Retype the article on crypto insurance premiums below, from "According to data" to "their total AUM.", keeping every word and punctuation mark unchanged.

→ Provided passage:
★ ★ ★ ★ ★ ★ ★

According to data from insurance brokerage firm Golsan Scruggs, premiums have dropped by about half over the past year.

Insurers today are more willing to offer errors and omissions (E&O) coverage to RIAs on cryptocurrency investments than they were just two years ago, according to proprietary data from Golsan Scruggs, an insurance brokerage serving the financial services industry. That’s provided the RIAs have received certification from appropriate industry groups, such as DACFP or CDAA, and keep direct digital asset investments at no more than 10% of their total AUM.

Golsan Scruggs found that E&O insurance premiums for digital asset investments have decreased by about half since 2023 to $15,000 for a coverage limit of about $1 million on funds that are 100% dedicated to crypto strategy. Only two years ago, in the first quarter of 2022, some insurance carriers stated that their ballpark estimate for such coverage started at $50,000. For investment in funds where crypto makes up less 10% of the strategy, the premiums are much lower.

“The market is much more open now than it ever has been from an insurance carrier standpoint and ability to get coverage,” said Brian Francetich, director of GSRIA and managing underwriter with Golsan Scruggs. Francetich added the firm is getting calls from advisors investing in crypto on behalf of individual clients and those specializing in crypto strategies.

★ ★ ★ ★ ★ ★ ★

→ Extracted entries:
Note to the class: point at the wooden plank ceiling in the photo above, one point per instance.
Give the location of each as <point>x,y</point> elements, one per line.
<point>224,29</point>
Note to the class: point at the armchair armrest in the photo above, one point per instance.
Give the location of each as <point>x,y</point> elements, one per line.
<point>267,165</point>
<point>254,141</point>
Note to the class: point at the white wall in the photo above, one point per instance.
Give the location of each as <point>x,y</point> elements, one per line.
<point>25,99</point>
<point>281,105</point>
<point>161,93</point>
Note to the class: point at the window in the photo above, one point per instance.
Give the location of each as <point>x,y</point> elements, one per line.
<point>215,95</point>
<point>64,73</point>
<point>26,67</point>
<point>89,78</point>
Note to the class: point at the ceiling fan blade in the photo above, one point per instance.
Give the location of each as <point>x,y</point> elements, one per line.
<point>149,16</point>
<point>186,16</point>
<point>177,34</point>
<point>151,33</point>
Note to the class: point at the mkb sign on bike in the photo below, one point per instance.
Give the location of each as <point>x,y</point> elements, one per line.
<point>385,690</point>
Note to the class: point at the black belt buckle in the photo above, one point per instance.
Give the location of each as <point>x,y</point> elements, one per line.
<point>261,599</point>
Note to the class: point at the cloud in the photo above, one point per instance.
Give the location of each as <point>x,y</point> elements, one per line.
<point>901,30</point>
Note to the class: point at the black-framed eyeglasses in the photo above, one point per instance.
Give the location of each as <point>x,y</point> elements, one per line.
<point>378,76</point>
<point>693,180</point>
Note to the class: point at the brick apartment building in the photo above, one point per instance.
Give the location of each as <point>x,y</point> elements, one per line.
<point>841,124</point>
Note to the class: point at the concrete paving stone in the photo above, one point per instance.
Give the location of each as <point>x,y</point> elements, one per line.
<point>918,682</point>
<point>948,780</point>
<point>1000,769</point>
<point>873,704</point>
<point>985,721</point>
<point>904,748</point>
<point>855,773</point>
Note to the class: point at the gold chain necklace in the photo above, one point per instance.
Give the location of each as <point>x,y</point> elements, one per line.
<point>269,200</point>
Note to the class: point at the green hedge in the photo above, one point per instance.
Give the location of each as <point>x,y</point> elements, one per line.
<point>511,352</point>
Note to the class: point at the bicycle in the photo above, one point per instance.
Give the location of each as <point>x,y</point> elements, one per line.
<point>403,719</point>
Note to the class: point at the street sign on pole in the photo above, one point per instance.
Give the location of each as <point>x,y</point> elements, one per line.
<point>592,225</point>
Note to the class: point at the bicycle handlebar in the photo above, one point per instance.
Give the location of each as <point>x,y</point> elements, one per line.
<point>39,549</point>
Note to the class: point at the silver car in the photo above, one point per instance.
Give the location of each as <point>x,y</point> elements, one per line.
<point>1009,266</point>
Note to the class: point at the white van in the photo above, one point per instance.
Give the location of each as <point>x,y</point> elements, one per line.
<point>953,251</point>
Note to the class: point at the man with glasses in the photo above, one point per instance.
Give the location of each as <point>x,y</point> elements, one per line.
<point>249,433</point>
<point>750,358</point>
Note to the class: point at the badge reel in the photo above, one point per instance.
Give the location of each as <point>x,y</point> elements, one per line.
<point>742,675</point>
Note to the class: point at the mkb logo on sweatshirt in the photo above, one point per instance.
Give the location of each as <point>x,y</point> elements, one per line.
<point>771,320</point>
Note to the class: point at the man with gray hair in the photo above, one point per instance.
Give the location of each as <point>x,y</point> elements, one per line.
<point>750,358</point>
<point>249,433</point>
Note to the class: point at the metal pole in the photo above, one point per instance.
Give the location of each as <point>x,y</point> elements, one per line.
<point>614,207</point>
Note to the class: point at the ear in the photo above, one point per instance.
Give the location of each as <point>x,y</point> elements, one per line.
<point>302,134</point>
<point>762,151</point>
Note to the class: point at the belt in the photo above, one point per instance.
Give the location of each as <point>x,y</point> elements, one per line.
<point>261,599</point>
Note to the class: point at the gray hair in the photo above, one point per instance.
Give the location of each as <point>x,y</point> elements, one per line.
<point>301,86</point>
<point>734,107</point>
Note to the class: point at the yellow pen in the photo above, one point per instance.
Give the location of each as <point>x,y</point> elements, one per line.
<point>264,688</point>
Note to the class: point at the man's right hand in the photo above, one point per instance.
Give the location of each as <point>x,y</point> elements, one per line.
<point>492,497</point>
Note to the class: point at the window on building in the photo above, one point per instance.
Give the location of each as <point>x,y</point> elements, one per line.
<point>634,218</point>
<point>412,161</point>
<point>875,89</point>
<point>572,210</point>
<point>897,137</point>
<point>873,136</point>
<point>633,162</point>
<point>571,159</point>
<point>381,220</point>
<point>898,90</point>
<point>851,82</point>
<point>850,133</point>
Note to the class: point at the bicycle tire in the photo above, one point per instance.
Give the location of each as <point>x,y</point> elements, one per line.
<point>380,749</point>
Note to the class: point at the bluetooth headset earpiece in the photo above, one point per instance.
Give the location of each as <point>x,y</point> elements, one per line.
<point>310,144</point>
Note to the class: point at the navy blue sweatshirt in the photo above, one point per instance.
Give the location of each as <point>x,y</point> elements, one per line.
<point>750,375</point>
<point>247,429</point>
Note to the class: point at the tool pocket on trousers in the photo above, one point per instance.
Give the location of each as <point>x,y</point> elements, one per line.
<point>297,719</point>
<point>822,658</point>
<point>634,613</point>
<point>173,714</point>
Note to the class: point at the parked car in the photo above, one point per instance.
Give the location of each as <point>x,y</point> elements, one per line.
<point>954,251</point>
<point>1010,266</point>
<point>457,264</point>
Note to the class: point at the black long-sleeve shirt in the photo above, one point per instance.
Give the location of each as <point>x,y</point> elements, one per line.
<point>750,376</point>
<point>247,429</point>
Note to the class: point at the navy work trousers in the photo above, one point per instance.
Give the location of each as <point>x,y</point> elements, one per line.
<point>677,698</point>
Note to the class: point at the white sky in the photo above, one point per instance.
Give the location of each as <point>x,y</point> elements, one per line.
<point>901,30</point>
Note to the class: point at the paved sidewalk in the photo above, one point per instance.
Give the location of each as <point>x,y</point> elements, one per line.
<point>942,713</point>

★ ★ ★ ★ ★ ★ ★

→ Answer to this problem:
According to data from insurance brokerage firm Golsan Scruggs, premiums have dropped by about half over the past year.

Insurers today are more willing to offer errors and omissions (E&O) coverage to RIAs on cryptocurrency investments than they were just two years ago, according to proprietary data from Golsan Scruggs, an insurance brokerage serving the financial services industry. That’s provided the RIAs have received certification from appropriate industry groups, such as DACFP or CDAA, and keep direct digital asset investments at no more than 10% of their total AUM.